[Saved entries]
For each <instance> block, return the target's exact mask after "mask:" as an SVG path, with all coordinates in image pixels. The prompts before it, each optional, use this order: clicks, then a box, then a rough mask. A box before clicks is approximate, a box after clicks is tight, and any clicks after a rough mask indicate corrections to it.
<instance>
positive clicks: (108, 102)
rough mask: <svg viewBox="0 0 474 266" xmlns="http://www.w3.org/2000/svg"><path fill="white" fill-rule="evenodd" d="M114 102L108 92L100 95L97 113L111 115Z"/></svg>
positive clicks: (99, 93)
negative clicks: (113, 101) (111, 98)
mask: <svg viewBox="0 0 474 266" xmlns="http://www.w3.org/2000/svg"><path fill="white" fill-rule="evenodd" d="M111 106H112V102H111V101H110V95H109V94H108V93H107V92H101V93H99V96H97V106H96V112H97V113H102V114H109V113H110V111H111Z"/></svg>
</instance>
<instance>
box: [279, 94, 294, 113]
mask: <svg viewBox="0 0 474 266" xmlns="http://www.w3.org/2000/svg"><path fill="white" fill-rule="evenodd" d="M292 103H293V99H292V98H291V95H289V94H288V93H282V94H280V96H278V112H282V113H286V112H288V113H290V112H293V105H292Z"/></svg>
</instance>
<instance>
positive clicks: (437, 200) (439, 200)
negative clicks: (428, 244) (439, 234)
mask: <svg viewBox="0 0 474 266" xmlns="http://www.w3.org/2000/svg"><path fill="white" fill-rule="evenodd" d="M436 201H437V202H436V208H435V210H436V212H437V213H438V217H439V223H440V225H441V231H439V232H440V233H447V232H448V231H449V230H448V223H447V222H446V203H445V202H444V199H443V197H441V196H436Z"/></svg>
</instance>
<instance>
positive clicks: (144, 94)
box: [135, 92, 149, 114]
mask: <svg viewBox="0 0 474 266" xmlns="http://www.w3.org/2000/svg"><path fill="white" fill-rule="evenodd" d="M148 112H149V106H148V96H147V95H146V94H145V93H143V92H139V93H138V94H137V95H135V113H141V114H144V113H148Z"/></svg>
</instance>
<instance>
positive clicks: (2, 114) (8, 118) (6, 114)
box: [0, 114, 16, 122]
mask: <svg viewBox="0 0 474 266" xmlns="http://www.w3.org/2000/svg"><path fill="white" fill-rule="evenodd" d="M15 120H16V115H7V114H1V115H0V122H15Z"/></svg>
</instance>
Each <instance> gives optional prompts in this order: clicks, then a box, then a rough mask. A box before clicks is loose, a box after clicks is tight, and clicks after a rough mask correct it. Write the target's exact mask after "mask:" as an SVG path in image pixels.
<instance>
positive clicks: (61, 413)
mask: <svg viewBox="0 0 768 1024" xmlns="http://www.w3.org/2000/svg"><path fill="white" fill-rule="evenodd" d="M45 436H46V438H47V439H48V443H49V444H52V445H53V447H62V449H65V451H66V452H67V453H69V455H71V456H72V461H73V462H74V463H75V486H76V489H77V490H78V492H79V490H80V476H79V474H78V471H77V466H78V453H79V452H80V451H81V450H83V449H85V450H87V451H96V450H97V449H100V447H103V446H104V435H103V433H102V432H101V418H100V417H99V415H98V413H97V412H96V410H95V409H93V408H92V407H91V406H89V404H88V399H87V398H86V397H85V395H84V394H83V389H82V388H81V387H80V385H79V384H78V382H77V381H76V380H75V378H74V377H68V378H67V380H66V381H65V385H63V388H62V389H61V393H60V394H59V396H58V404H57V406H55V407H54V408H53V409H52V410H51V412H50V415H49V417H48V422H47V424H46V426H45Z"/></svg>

• [PROBLEM STATEMENT] The lines above that hold "after" are the result; show every one of them.

• [ANSWER SECTION]
For each <instance> block, return the target's exact mask after "mask:" as an SVG path, with all coordinates in image pixels. The prompts before it, each optional, use this order: clicks, then a box, then a rough mask. A box before clicks is approximate, a box after clicks is tight, and any clicks after a rough mask indicate corrections to it.
Each <instance> gives optional prompts in this order: clicks, then a box, then a rough mask. A box before clicks is loose, a box after clicks is tight, and clicks after a rough mask correct it. Write the target's exact mask after "mask:" as an SVG path in image pixels.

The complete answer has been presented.